Entries in a dataset
++++++++++
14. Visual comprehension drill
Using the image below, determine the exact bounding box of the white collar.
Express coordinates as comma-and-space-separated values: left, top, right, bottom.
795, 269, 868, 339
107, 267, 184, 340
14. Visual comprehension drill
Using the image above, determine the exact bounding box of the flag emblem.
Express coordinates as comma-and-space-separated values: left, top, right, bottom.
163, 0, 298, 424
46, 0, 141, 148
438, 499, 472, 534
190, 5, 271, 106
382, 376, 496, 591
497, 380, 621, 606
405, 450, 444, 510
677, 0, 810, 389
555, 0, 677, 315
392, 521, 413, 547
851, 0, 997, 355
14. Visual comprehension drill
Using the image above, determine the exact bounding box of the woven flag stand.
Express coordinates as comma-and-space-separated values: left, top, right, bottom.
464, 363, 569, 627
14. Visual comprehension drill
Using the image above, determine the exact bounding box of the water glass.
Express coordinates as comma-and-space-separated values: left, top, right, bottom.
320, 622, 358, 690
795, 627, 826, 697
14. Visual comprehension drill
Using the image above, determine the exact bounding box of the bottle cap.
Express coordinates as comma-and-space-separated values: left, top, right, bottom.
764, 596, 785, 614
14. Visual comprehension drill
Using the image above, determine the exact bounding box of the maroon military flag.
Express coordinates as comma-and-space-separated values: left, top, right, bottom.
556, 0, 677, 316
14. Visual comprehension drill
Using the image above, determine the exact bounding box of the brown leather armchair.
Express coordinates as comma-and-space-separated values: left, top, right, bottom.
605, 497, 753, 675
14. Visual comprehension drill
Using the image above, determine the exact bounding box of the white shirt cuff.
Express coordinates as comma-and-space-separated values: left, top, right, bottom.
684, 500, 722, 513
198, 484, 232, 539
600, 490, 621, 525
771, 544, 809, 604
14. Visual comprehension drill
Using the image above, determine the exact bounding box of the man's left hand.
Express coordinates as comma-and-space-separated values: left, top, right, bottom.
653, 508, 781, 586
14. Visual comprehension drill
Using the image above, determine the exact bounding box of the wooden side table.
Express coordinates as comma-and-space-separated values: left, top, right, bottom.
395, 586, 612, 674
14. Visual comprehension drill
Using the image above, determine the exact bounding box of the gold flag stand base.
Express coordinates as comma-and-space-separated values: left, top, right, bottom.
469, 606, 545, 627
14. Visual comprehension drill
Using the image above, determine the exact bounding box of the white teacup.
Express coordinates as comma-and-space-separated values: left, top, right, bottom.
++++++++++
*Objective*
Pull out the entries above word for word, starting with the first line and ending with the line that contains "653, 508, 781, 586", including that line.

*Task output*
14. Visual comprehension drill
Using the image below, determine the exact bounding box of the white collar.
Express coordinates as comma-and-space-separated values: left, top, right, bottom.
795, 269, 868, 339
107, 267, 184, 340
14. Visual comprehension drill
Using the image above, determine the exact bounding box of the flag emblem.
Express coordinates as comma-and-space-separated values: left, top, right, bottom.
163, 0, 298, 424
46, 0, 141, 148
438, 499, 472, 534
190, 5, 271, 106
382, 376, 496, 591
497, 380, 621, 606
405, 450, 444, 510
677, 0, 810, 389
555, 0, 677, 315
392, 521, 413, 547
851, 0, 997, 355
14. Visual comprehension drill
Using the image above, determine the exact bounding box of the woven flag stand.
Express coordinates as comma-and-space-separated values: left, top, right, bottom.
464, 363, 569, 627
14. Visual comprehension drill
Using the image above, determine the exact bounding box of the water glass.
Express coordinates as comma-and-space-separated values: left, top, right, bottom.
320, 622, 358, 690
795, 627, 826, 697
14. Visual comprehension drill
Using the image above, determine the exact bounding box of the bottle cap.
Express coordinates as comma-and-space-separated values: left, top, right, bottom.
764, 596, 785, 614
14. Visual comprehension drill
Using the image above, determine the exact bounding box of the maroon military flag.
Express coordinates as comma-and-space-separated values: left, top, right, bottom.
556, 0, 677, 316
14. Visual comprehension drill
Using the image above, determine the exact bounding box of the brown leather armchair.
Express coordinates as comma-and-space-separated values: left, top, right, bottom.
605, 497, 753, 675
14. Visual comprehension drill
Using the image above, determine the exact bounding box of the white shirt cuff.
Express coordinates as comma-and-space-separated values: left, top, right, bottom.
684, 500, 722, 513
198, 484, 232, 539
600, 490, 621, 525
771, 544, 809, 604
14. Visual comprehension drill
Using the image above, determine the exact bounding box of the man's left hand.
Express coordinates as comma-and-space-separated values: left, top, right, bottom.
653, 508, 781, 586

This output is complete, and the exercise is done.